[Collected data entries]

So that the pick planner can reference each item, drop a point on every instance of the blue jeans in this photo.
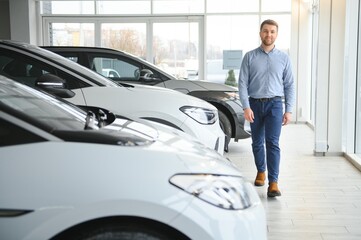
(266, 131)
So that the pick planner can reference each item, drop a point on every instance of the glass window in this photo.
(11, 134)
(128, 37)
(224, 6)
(72, 34)
(276, 5)
(27, 70)
(176, 53)
(114, 68)
(124, 7)
(178, 6)
(228, 33)
(67, 7)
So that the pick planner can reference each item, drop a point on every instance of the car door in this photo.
(27, 70)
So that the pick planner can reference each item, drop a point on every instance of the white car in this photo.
(59, 181)
(38, 67)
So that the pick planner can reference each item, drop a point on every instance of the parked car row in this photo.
(70, 174)
(40, 68)
(82, 157)
(123, 67)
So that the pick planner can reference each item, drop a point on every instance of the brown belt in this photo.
(264, 99)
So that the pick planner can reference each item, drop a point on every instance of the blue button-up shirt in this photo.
(266, 75)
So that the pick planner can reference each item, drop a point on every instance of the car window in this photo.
(114, 68)
(27, 70)
(11, 134)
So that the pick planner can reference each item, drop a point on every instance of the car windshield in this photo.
(45, 109)
(99, 79)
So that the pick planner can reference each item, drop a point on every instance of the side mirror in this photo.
(147, 75)
(104, 116)
(54, 85)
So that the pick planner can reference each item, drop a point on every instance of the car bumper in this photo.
(205, 221)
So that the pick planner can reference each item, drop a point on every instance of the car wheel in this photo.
(226, 127)
(120, 231)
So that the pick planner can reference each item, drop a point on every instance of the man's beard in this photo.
(267, 43)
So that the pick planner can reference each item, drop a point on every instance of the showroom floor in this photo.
(321, 196)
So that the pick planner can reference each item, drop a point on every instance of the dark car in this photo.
(132, 69)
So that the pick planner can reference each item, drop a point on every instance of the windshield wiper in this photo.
(90, 121)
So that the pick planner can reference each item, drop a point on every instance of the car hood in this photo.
(213, 86)
(170, 93)
(145, 100)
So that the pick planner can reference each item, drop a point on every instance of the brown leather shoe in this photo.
(260, 178)
(273, 190)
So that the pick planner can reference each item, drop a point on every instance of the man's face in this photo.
(268, 34)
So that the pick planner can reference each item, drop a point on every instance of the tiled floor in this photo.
(321, 196)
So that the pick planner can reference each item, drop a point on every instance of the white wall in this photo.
(4, 20)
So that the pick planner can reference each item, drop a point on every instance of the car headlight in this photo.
(227, 192)
(233, 95)
(201, 115)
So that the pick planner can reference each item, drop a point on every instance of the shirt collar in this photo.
(274, 47)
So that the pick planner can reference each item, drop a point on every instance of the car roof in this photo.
(86, 49)
(60, 61)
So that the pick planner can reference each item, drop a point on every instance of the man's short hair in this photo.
(269, 22)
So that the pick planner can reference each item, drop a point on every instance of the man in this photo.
(265, 78)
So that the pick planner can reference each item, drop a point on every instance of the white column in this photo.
(329, 82)
(23, 21)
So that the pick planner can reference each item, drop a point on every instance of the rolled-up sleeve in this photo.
(243, 82)
(289, 87)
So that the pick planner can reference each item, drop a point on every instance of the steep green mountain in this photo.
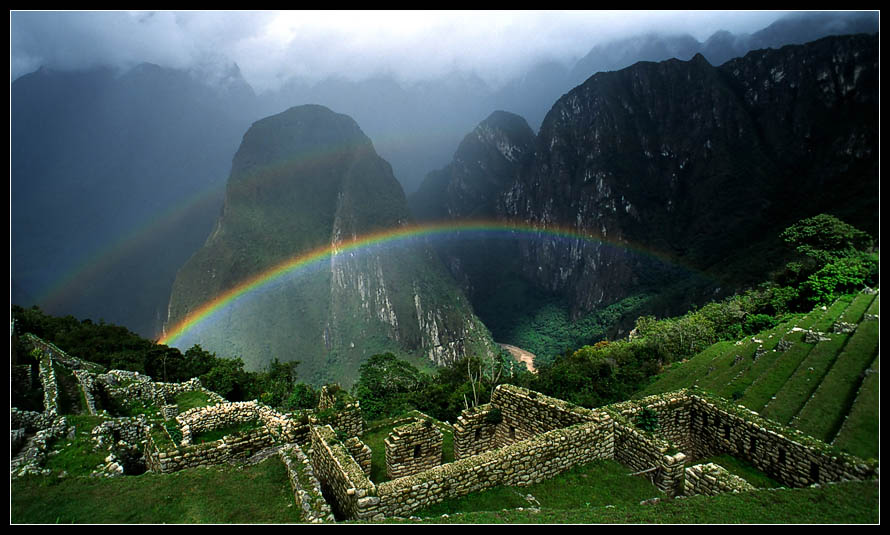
(309, 179)
(115, 179)
(817, 373)
(686, 172)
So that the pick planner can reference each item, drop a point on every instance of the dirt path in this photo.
(521, 355)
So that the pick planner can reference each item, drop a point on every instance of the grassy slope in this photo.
(846, 503)
(201, 495)
(814, 387)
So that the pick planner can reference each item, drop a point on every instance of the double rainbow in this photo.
(306, 260)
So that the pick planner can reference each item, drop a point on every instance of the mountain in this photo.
(117, 177)
(115, 180)
(682, 169)
(304, 180)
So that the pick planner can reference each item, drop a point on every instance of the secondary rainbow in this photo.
(389, 235)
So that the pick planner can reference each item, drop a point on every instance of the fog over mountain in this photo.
(271, 47)
(124, 124)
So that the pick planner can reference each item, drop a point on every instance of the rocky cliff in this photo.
(678, 165)
(309, 180)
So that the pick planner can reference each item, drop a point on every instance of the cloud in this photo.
(273, 46)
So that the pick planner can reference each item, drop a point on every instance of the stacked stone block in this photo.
(201, 419)
(413, 448)
(711, 479)
(360, 452)
(221, 451)
(473, 434)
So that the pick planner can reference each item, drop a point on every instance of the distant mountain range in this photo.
(306, 183)
(118, 178)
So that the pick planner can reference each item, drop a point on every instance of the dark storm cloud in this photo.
(272, 46)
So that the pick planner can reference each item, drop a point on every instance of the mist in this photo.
(410, 46)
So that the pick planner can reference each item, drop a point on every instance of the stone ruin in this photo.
(520, 438)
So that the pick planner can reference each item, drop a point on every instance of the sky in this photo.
(270, 46)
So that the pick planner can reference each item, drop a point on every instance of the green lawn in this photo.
(190, 400)
(843, 503)
(224, 494)
(824, 413)
(857, 436)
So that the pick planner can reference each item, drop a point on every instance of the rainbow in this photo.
(311, 258)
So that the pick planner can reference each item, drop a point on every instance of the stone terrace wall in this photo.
(50, 386)
(201, 419)
(643, 452)
(346, 487)
(711, 479)
(413, 448)
(519, 464)
(159, 458)
(472, 433)
(787, 455)
(527, 413)
(307, 490)
(359, 451)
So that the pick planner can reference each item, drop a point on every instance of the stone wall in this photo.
(166, 458)
(201, 419)
(307, 490)
(711, 479)
(701, 426)
(473, 433)
(30, 421)
(787, 455)
(347, 420)
(343, 482)
(72, 363)
(527, 413)
(360, 452)
(522, 463)
(413, 448)
(50, 386)
(88, 386)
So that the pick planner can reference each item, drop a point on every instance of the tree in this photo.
(825, 238)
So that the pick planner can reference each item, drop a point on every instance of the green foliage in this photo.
(387, 386)
(825, 238)
(842, 276)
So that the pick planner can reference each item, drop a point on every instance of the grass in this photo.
(190, 400)
(857, 435)
(824, 413)
(224, 494)
(597, 484)
(76, 457)
(744, 470)
(842, 503)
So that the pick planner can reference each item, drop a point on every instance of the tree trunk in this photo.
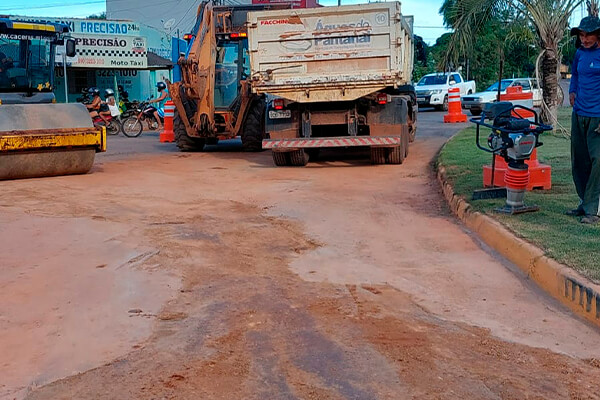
(550, 84)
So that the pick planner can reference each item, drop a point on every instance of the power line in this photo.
(54, 5)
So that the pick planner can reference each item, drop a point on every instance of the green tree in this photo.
(548, 19)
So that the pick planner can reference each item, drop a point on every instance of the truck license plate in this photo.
(280, 114)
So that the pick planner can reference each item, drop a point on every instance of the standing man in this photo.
(163, 93)
(584, 95)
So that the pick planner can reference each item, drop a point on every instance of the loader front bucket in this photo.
(38, 140)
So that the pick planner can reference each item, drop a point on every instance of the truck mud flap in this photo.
(344, 141)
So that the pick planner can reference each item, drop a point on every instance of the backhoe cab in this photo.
(213, 100)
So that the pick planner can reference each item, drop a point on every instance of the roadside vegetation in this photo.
(562, 237)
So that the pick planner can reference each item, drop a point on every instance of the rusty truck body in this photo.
(334, 77)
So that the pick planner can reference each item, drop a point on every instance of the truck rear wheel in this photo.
(377, 155)
(280, 158)
(396, 155)
(254, 127)
(183, 140)
(298, 158)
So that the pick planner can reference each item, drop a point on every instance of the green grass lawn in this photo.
(562, 237)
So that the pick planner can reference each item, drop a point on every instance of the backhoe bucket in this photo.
(38, 140)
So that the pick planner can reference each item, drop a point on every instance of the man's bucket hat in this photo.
(588, 24)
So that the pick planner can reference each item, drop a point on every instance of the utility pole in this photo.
(65, 73)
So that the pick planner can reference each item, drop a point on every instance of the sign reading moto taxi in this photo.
(110, 51)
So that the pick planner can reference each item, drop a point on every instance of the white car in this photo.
(432, 89)
(477, 101)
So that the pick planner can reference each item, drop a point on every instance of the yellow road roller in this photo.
(37, 136)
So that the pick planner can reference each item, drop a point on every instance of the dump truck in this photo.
(334, 77)
(213, 100)
(38, 137)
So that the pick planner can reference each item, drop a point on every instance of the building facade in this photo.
(110, 53)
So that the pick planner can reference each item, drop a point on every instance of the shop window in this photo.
(80, 80)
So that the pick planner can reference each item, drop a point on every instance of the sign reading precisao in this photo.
(90, 26)
(107, 51)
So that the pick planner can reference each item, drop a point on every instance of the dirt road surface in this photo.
(214, 275)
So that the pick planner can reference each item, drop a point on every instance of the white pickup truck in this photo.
(432, 89)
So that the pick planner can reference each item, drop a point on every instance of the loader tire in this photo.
(254, 127)
(185, 142)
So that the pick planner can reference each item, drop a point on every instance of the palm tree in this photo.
(549, 20)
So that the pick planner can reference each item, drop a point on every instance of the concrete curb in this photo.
(566, 285)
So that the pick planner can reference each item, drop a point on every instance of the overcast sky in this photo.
(428, 22)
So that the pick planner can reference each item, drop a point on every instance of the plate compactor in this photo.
(38, 137)
(513, 138)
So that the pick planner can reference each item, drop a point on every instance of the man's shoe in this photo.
(590, 219)
(576, 212)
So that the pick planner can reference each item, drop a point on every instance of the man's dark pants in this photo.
(585, 161)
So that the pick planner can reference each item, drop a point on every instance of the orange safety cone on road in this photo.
(167, 135)
(455, 113)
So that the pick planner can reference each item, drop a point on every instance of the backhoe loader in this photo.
(213, 99)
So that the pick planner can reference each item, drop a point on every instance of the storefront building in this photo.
(111, 53)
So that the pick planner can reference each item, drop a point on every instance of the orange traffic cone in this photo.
(167, 135)
(454, 109)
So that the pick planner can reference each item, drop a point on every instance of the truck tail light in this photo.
(381, 98)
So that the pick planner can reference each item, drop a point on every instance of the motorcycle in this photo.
(112, 124)
(144, 112)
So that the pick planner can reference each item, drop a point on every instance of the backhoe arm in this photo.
(198, 77)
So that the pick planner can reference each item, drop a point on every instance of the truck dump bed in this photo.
(330, 53)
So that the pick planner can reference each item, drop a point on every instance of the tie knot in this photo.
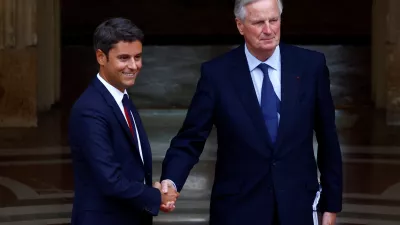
(264, 68)
(125, 100)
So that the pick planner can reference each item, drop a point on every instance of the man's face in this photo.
(261, 27)
(123, 64)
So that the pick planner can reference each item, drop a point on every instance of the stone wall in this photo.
(18, 71)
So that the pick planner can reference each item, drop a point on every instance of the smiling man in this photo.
(266, 100)
(111, 154)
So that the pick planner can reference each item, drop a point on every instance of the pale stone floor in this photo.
(36, 176)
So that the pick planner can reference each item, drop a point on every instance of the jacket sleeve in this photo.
(329, 155)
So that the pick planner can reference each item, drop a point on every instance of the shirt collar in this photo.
(273, 61)
(117, 94)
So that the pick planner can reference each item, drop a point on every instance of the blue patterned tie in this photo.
(270, 104)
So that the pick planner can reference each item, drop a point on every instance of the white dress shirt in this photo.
(118, 96)
(274, 71)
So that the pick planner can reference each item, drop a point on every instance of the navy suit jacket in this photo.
(108, 171)
(254, 177)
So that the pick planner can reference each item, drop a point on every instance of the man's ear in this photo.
(101, 57)
(239, 25)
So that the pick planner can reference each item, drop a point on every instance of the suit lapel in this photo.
(116, 110)
(143, 140)
(290, 82)
(245, 89)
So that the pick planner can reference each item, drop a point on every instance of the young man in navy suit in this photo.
(110, 150)
(265, 99)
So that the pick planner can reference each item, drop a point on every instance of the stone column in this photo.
(18, 63)
(380, 10)
(48, 15)
(392, 62)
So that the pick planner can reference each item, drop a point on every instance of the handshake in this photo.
(168, 195)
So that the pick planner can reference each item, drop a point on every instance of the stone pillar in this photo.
(49, 74)
(379, 54)
(392, 62)
(386, 58)
(18, 63)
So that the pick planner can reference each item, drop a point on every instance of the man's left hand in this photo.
(328, 218)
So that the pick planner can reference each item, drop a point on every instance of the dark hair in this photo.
(114, 30)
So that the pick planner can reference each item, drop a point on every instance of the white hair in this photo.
(240, 11)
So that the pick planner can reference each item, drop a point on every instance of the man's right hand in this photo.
(168, 198)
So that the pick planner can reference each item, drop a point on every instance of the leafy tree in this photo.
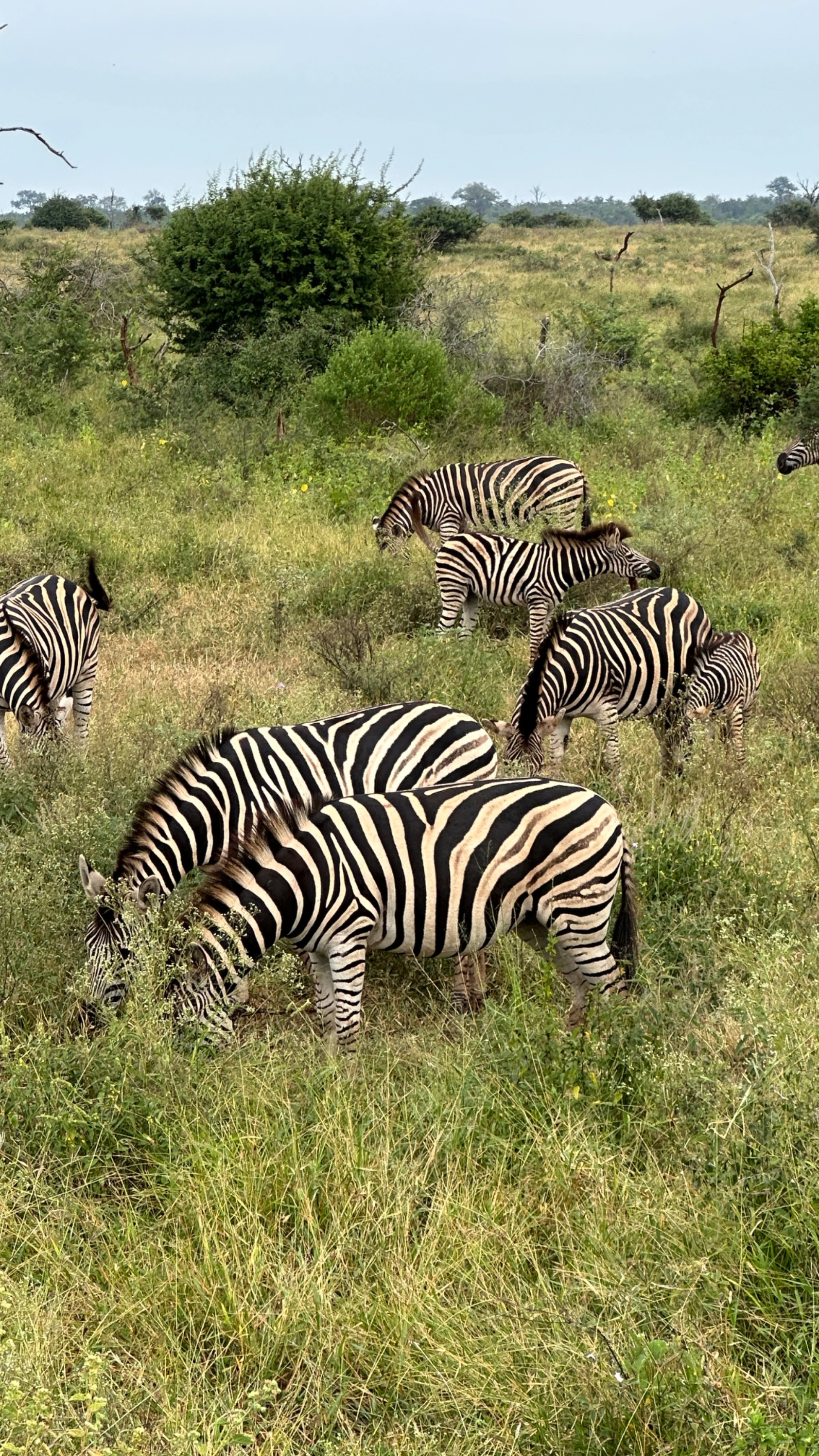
(65, 213)
(281, 238)
(782, 190)
(674, 207)
(477, 197)
(761, 375)
(444, 228)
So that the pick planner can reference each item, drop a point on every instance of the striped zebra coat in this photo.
(49, 654)
(622, 660)
(439, 871)
(216, 794)
(725, 680)
(511, 571)
(798, 455)
(502, 494)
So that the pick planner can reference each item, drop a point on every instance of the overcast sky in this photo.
(581, 98)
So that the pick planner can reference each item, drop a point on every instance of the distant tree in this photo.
(782, 190)
(672, 207)
(287, 238)
(27, 202)
(61, 215)
(477, 197)
(443, 228)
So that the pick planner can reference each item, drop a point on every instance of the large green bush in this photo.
(281, 238)
(761, 375)
(386, 375)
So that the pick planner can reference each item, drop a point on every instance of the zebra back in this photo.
(497, 494)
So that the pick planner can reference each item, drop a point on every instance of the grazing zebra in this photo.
(798, 455)
(49, 654)
(216, 794)
(439, 871)
(725, 680)
(505, 493)
(507, 570)
(623, 660)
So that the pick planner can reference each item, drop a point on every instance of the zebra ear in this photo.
(500, 729)
(149, 887)
(92, 881)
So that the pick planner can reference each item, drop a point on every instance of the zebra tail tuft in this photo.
(624, 942)
(587, 516)
(95, 587)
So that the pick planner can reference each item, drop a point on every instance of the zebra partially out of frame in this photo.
(49, 654)
(216, 794)
(725, 680)
(439, 871)
(626, 659)
(507, 570)
(502, 494)
(798, 455)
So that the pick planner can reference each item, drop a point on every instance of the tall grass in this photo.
(477, 1236)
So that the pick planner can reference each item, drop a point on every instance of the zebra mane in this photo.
(553, 535)
(530, 692)
(168, 782)
(38, 664)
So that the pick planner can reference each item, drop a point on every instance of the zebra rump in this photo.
(439, 871)
(498, 494)
(216, 794)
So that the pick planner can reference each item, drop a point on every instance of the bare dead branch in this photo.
(47, 145)
(726, 288)
(769, 268)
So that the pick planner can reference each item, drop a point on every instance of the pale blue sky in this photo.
(578, 98)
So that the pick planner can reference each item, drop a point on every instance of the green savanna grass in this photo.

GOAL OF THE EXERCISE: Repeat the rows above word for word, starting at the line that contains "blue sky in this photo." and continuing through the end of the rows.

SOLUTION TO THE EXERCISE:
So that the pick planner can reference each item, drop a point on every instance of the pale blue sky in this photo.
(578, 98)
So that the pick planner can reference each item, drop a point on every instance of the green savanna grass in this photo.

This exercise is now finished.